(Data entries)

━━━━━━━━━━━━━━━━━━━━━━━━━━━━━━

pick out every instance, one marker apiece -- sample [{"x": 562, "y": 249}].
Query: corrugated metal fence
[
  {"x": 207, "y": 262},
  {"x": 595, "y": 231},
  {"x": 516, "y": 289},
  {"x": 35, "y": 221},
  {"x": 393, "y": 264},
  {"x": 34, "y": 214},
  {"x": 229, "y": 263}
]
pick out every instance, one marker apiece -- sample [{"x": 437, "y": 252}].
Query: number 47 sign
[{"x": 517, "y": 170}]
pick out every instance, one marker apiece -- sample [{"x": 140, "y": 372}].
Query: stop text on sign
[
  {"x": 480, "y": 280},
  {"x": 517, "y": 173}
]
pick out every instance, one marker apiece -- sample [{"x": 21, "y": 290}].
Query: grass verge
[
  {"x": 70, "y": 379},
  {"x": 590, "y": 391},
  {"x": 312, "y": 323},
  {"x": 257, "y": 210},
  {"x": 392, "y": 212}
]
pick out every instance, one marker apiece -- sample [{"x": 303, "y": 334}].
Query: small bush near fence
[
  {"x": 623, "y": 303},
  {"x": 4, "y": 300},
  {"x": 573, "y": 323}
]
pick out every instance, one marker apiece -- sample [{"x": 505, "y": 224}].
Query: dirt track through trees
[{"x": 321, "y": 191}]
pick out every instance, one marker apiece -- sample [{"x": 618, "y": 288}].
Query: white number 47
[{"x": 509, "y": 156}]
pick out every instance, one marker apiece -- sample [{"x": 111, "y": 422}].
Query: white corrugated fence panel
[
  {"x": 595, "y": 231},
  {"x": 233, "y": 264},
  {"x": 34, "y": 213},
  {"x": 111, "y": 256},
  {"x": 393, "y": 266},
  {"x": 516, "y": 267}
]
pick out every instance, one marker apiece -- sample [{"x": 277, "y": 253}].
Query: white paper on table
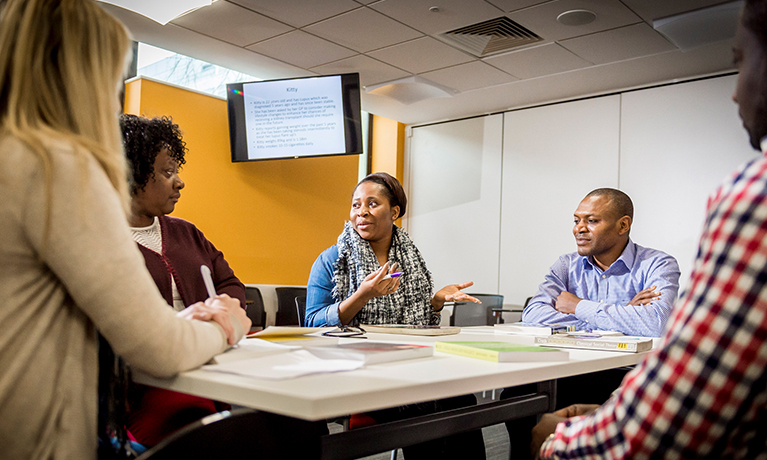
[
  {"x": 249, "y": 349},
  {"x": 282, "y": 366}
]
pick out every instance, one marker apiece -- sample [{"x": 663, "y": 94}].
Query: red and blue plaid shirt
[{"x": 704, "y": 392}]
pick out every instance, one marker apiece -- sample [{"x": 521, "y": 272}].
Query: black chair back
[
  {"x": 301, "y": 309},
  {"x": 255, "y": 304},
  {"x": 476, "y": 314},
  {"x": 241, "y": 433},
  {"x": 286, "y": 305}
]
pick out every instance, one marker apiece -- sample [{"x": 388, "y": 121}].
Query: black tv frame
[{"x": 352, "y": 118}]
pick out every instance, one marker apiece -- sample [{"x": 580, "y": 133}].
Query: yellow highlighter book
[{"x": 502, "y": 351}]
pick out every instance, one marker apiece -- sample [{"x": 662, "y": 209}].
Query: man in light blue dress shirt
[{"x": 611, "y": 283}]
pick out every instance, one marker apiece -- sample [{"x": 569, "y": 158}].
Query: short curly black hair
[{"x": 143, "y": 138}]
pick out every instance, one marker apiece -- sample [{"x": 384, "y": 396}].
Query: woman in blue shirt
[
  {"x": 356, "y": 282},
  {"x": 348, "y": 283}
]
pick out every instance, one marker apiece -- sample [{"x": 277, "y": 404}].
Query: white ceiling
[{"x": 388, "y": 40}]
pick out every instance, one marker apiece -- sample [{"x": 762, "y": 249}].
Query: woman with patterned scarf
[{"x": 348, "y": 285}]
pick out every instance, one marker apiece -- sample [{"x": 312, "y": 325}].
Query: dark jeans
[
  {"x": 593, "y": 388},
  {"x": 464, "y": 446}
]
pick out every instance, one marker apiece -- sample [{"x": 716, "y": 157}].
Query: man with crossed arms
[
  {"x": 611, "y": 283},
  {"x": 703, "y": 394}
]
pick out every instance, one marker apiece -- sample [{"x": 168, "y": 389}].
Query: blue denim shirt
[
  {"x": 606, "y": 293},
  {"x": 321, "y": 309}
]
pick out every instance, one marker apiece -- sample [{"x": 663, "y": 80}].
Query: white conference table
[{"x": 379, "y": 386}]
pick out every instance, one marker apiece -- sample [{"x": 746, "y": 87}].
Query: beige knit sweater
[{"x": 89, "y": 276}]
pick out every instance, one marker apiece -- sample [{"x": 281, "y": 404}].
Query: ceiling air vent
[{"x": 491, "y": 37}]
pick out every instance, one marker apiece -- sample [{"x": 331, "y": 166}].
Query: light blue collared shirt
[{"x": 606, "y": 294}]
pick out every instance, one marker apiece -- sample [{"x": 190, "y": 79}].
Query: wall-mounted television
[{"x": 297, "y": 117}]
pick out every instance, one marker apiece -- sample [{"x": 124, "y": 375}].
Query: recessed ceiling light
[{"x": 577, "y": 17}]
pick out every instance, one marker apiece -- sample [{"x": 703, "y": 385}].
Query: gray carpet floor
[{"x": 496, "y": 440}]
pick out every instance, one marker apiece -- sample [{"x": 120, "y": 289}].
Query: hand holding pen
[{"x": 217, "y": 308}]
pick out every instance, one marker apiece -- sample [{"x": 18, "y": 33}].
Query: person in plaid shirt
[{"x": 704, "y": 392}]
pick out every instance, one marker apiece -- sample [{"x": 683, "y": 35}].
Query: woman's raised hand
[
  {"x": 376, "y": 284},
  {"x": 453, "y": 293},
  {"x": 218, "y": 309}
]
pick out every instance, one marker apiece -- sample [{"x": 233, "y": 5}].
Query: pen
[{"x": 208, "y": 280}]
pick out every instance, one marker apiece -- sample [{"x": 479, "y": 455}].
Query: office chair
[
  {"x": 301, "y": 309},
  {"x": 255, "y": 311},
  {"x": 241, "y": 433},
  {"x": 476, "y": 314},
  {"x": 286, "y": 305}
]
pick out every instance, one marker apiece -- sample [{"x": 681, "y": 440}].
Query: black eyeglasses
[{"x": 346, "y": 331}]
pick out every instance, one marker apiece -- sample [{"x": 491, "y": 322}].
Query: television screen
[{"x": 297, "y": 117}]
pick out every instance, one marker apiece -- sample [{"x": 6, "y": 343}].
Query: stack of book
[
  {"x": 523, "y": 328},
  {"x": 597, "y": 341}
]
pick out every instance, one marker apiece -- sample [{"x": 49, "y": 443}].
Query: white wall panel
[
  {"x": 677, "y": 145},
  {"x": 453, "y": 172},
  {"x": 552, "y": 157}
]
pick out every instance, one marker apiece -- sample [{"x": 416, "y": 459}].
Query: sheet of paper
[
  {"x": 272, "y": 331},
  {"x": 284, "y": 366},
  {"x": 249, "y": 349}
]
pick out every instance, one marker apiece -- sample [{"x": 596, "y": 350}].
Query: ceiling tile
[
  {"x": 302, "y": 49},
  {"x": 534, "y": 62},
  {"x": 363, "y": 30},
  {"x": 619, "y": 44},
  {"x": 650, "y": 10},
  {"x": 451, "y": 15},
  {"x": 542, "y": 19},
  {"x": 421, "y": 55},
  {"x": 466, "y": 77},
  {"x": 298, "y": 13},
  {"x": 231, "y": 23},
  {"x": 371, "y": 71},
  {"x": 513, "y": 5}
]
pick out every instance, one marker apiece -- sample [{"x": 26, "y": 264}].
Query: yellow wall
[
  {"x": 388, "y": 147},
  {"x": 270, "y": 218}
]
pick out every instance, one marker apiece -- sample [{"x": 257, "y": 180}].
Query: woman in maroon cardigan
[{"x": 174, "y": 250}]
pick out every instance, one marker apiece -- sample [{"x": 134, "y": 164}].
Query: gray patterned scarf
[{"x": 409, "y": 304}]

━━━━━━━━━━━━━━━━━━━━━━━━━━━━━━

What you are asked to do:
Each record above should come back exactly the same, only without its pictures.

Result for this task:
pick out every instance, one marker apiece -- sample [{"x": 562, "y": 249}].
Query: corrugated metal fence
[
  {"x": 207, "y": 262},
  {"x": 595, "y": 231},
  {"x": 516, "y": 289},
  {"x": 35, "y": 221},
  {"x": 393, "y": 264},
  {"x": 34, "y": 214},
  {"x": 229, "y": 263}
]
pick out every instance, one marker apiece -- sample [{"x": 437, "y": 252}].
Query: number 47 sign
[{"x": 517, "y": 170}]
pick out every instance, one marker apiece -- sample [{"x": 140, "y": 372}].
Query: stop text on sign
[
  {"x": 480, "y": 280},
  {"x": 517, "y": 173}
]
pick out every instance, one marker apiece -- sample [{"x": 21, "y": 290}].
Query: grass verge
[
  {"x": 70, "y": 379},
  {"x": 590, "y": 391},
  {"x": 312, "y": 323},
  {"x": 257, "y": 210},
  {"x": 392, "y": 212}
]
pick out every instance, one marker apiece -- sample [{"x": 303, "y": 334}].
Query: small bush near fence
[
  {"x": 623, "y": 303},
  {"x": 4, "y": 300},
  {"x": 573, "y": 323}
]
pick out every instance, one marker apiece -- sample [{"x": 505, "y": 224}].
Query: dirt track through trees
[{"x": 321, "y": 191}]
pick out every instance, one marker apiece -- sample [{"x": 618, "y": 288}].
Query: white number 47
[{"x": 509, "y": 156}]
pick out every instance, one marker apiece -- sample [{"x": 111, "y": 422}].
Query: white corrugated fence panel
[
  {"x": 595, "y": 231},
  {"x": 233, "y": 264},
  {"x": 34, "y": 213},
  {"x": 111, "y": 256},
  {"x": 393, "y": 266},
  {"x": 516, "y": 267}
]
pick out every instance, one marker apiece -- sample [{"x": 277, "y": 253}].
Query: white paper on table
[
  {"x": 249, "y": 349},
  {"x": 282, "y": 366}
]
pick out every instance, one marker apiece -- sample [{"x": 663, "y": 94}].
Query: red and blue plaid shirt
[{"x": 704, "y": 392}]
pick out every instance, one marker apiece -- sample [{"x": 521, "y": 272}].
Query: black chair back
[
  {"x": 301, "y": 309},
  {"x": 255, "y": 304},
  {"x": 476, "y": 314},
  {"x": 241, "y": 433},
  {"x": 286, "y": 305}
]
pick out every instance, one marker apiece -- sample [{"x": 388, "y": 121}].
Query: black tv frame
[{"x": 352, "y": 118}]
pick out every instance, one marker apiece -- sample [{"x": 580, "y": 133}].
Query: yellow highlighter book
[{"x": 502, "y": 351}]
pick out every instance, one marker apiece -- sample [{"x": 662, "y": 209}].
Query: man in light blue dress shirt
[{"x": 611, "y": 283}]
pick out every instance, one marker apiece -- sample [{"x": 569, "y": 158}].
Query: short curly black hair
[{"x": 143, "y": 138}]
pick out every instance, one marker apiece -- sample [{"x": 384, "y": 396}].
Query: woman in blue shirt
[
  {"x": 356, "y": 282},
  {"x": 348, "y": 283}
]
pick out every instance, one marker apiece -- sample [{"x": 277, "y": 404}].
Query: white ceiling
[{"x": 388, "y": 40}]
pick out every instance, one marker apiece -- sample [{"x": 762, "y": 249}].
Query: woman with patterned scarf
[{"x": 348, "y": 285}]
pick out every instance, one marker apiece -- sample [{"x": 312, "y": 325}].
Query: dark jeans
[
  {"x": 593, "y": 388},
  {"x": 464, "y": 446}
]
pick out every instance, one marker apiece -- sample [{"x": 716, "y": 157}].
Query: man with crossed arms
[
  {"x": 611, "y": 283},
  {"x": 703, "y": 394}
]
pick out every instance, one marker apiece -- sample [{"x": 168, "y": 389}].
Query: blue denim shirt
[
  {"x": 606, "y": 293},
  {"x": 321, "y": 309}
]
pick out every instance, one marker apiece -- sample [{"x": 663, "y": 80}].
Query: white conference table
[{"x": 379, "y": 386}]
pick out every instance, one marker apiece -- sample [{"x": 746, "y": 87}].
Query: beige knit sweater
[{"x": 89, "y": 276}]
pick out every instance, one marker apiece -- sample [{"x": 281, "y": 404}].
Query: ceiling air vent
[{"x": 491, "y": 37}]
pick out every instance, one marker apiece -- sample [{"x": 331, "y": 166}].
Query: light blue collared shirt
[{"x": 606, "y": 294}]
pick out every instance, one marker apiece -- sample [{"x": 190, "y": 79}].
Query: wall-mounted television
[{"x": 297, "y": 117}]
pick out every instance, one marker apiece -- sample [{"x": 124, "y": 375}].
Query: recessed ceiling light
[{"x": 577, "y": 17}]
pick out every instance, one marker apiece -- sample [{"x": 703, "y": 385}].
Query: gray carpet floor
[{"x": 496, "y": 440}]
pick out every instance, one marker apiece -- sample [{"x": 120, "y": 289}].
Query: hand holding pen
[{"x": 217, "y": 308}]
pick out every instance, one marker apiece -- sample [{"x": 18, "y": 33}].
Query: person in plaid shirt
[{"x": 704, "y": 392}]
pick out every instance, one marker apiece -- sample [{"x": 683, "y": 35}].
Query: woman's raised hand
[
  {"x": 376, "y": 284},
  {"x": 453, "y": 293},
  {"x": 218, "y": 309}
]
pick out every instance, one marker apiece -- sample [{"x": 233, "y": 5}].
Query: pen
[{"x": 208, "y": 280}]
pick out every instance, one marker apiece -- sample [{"x": 479, "y": 455}].
Query: office chair
[
  {"x": 301, "y": 309},
  {"x": 255, "y": 311},
  {"x": 241, "y": 433},
  {"x": 476, "y": 314},
  {"x": 286, "y": 305}
]
pick out every instance, one marker apiece -- sample [{"x": 681, "y": 440}].
Query: black eyeglasses
[{"x": 346, "y": 331}]
pick out every instance, one marker apiece -- sample [{"x": 491, "y": 322}].
Query: television screen
[{"x": 297, "y": 117}]
pick out every instance, one marker apiece -- sample [{"x": 6, "y": 343}].
Query: stack of book
[
  {"x": 523, "y": 328},
  {"x": 597, "y": 341}
]
pick out every instance, one marker apiece -- sample [{"x": 49, "y": 443}].
Query: white wall panel
[
  {"x": 677, "y": 145},
  {"x": 453, "y": 172},
  {"x": 552, "y": 157}
]
pick out every instance, one marker apiece -- sample [{"x": 416, "y": 459}].
Query: sheet of paper
[
  {"x": 272, "y": 331},
  {"x": 284, "y": 366},
  {"x": 249, "y": 349}
]
pick out every instance, one marker apiece -- sample [{"x": 596, "y": 350}].
Query: ceiling tile
[
  {"x": 302, "y": 49},
  {"x": 534, "y": 62},
  {"x": 363, "y": 30},
  {"x": 619, "y": 44},
  {"x": 650, "y": 10},
  {"x": 451, "y": 15},
  {"x": 542, "y": 19},
  {"x": 421, "y": 55},
  {"x": 466, "y": 77},
  {"x": 298, "y": 13},
  {"x": 231, "y": 23},
  {"x": 371, "y": 71},
  {"x": 513, "y": 5}
]
pick out every instance, one marker apiece -- sample [{"x": 26, "y": 264}].
Query: yellow wall
[
  {"x": 388, "y": 147},
  {"x": 270, "y": 218}
]
pick out every instance, one marker apiece -- sample [{"x": 257, "y": 180}].
Query: woman in maroon cardigan
[{"x": 174, "y": 250}]
pick out every instance, one marker apiece -- sample [{"x": 134, "y": 164}].
Query: gray patterned scarf
[{"x": 409, "y": 304}]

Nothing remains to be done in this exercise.